Every entry needs to be repeated exactly, with nothing left out.

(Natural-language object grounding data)
____
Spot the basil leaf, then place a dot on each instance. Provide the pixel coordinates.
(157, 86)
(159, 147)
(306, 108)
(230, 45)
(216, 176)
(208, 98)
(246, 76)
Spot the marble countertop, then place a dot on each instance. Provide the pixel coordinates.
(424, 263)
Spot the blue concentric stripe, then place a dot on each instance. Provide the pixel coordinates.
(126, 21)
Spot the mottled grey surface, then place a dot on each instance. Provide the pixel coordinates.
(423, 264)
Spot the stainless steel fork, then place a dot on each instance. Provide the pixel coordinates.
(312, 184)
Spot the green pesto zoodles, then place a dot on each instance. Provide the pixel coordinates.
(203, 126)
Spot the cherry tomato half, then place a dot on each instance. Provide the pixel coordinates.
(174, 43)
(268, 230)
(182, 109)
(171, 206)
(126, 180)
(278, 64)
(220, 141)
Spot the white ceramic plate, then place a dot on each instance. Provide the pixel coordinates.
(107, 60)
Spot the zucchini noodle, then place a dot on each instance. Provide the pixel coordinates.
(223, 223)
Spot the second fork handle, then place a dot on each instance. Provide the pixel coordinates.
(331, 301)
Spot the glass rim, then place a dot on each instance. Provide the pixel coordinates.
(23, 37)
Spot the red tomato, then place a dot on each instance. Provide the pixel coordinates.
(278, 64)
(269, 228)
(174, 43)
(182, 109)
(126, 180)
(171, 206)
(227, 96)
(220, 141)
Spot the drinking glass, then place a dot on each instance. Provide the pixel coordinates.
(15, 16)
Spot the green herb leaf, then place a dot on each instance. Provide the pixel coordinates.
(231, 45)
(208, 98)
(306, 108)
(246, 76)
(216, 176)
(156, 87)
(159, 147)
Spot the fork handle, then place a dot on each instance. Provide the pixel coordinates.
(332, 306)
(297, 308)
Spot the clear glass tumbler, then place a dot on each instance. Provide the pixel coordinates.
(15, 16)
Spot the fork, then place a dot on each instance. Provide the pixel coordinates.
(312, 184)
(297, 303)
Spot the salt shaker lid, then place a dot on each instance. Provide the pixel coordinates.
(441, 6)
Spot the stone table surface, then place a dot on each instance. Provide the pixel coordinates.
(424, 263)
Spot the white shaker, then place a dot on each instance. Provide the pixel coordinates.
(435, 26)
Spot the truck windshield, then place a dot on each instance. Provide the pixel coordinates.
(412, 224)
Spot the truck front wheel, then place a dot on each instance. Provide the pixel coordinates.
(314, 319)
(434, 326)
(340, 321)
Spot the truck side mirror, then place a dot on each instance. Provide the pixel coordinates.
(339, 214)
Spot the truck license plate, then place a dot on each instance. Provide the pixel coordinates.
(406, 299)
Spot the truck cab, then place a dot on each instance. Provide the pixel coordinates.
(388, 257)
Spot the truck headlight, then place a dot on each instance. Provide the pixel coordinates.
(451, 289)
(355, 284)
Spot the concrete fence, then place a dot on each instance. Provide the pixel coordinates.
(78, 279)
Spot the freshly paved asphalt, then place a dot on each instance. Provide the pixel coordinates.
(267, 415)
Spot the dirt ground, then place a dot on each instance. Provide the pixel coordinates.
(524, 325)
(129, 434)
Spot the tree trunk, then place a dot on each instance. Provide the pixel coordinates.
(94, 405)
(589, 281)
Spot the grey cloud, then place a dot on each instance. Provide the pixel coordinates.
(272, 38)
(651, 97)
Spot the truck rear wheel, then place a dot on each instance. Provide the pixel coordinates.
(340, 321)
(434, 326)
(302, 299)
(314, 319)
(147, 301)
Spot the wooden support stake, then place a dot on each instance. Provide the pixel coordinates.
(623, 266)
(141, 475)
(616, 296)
____
Answer to the exercise |
Spot the basil leaf, then place a dot on each instance. Provide the pixel coordinates.
(157, 86)
(159, 147)
(306, 108)
(230, 45)
(216, 176)
(208, 98)
(246, 76)
Spot the marble countertop, then place a dot on each instance. Provide the pixel coordinates.
(424, 263)
Spot the blue concentric stripe, then place a dot on each instance. Provide the pixel coordinates.
(126, 21)
Spot the mottled grey surface, then place a dot on each instance. Provide the pixel coordinates.
(423, 264)
Spot the stainless steel fork, then place a dot on each instance. Provide the pixel coordinates.
(312, 184)
Spot the green pesto zoodles, then place a dot on each instance. Provide the pixel coordinates.
(203, 126)
Spot the cherry tomato half, then place a dot on each instance. Provide the pixel coordinates.
(174, 43)
(268, 230)
(182, 109)
(171, 206)
(126, 180)
(278, 64)
(220, 141)
Spot the white ceramic plate, then place a dot on each instance. Provide the pixel coordinates.
(107, 60)
Spot the zucchini noodle, then place a dot on each instance. Provide the pixel coordinates.
(223, 223)
Spot the second fork handle, then place a dot on each instance. Provide the pixel coordinates.
(331, 301)
Spot the glass rim, then place a dot on each instance. Provide the pixel coordinates.
(23, 37)
Spot the red tomato, then place a dot on each instance. Provide the pixel coordinates.
(278, 64)
(269, 228)
(174, 43)
(182, 109)
(126, 180)
(171, 206)
(227, 96)
(220, 141)
Spot the drinking glass, then place a dot on each instance. Provide the pixel coordinates.
(15, 16)
Spot the green herb leaf, then place a dot on each instance. Provide the pixel coordinates.
(231, 45)
(208, 98)
(306, 108)
(246, 76)
(216, 176)
(156, 87)
(159, 147)
Spot the fork handle, then place a dot on each instance. Provide the pixel coordinates.
(332, 306)
(297, 308)
Spot the clear glass tumbler, then place a dot on each instance. Provide the pixel coordinates.
(15, 16)
Spot the fork, then place a dot on each instance. Provide the pixel coordinates.
(312, 184)
(297, 303)
Spot the salt shaker lid, then place a dot on each instance. Provide the pixel coordinates.
(441, 6)
Spot the stone table surface, then place a dot on each instance. Provide the pixel coordinates.
(424, 263)
Spot the white shaker, then place a dot on each instance. Provide the pixel coordinates.
(435, 26)
Spot the truck windshield, then place a dot on each instance. Provide the pixel coordinates.
(412, 224)
Spot the truck front wheel, then place a dot on each instance. Provide the pixel coordinates.
(314, 319)
(434, 326)
(340, 321)
Spot the truck side mirror, then place a dot on each instance. Provide the pixel coordinates.
(339, 214)
Spot the truck license plate, then place a dot on each instance. Provide the pixel coordinates.
(406, 299)
Spot the truck cab, then place a dot on each instance. Provide the pixel coordinates.
(388, 257)
Spot the truck headlight, then place a dot on each instance. Provide the pixel coordinates.
(451, 289)
(355, 284)
Spot the concrete fence, then place a dot on each instance. Provide the pixel coordinates.
(78, 279)
Spot the freshly paved asphalt, then place a dot on each instance. Provide the pixel coordinates.
(267, 415)
Spot the dirt ground, then place a dot on each instance. Provide the pixel coordinates.
(524, 325)
(129, 434)
Spot the tree trunk, then place a dot on each instance. Provide the pixel coordinates.
(94, 405)
(589, 281)
Spot the grey cloud, then place a dot on each instance. Provide the pixel coordinates.
(272, 38)
(651, 97)
Spot the truck rear wheel, then place a dot on each instance. Provide the pixel coordinates.
(340, 321)
(434, 326)
(302, 299)
(314, 319)
(147, 301)
Spot the wooden support stake, then place a dot on each instance. Provide the pixel coordinates.
(623, 266)
(141, 475)
(616, 296)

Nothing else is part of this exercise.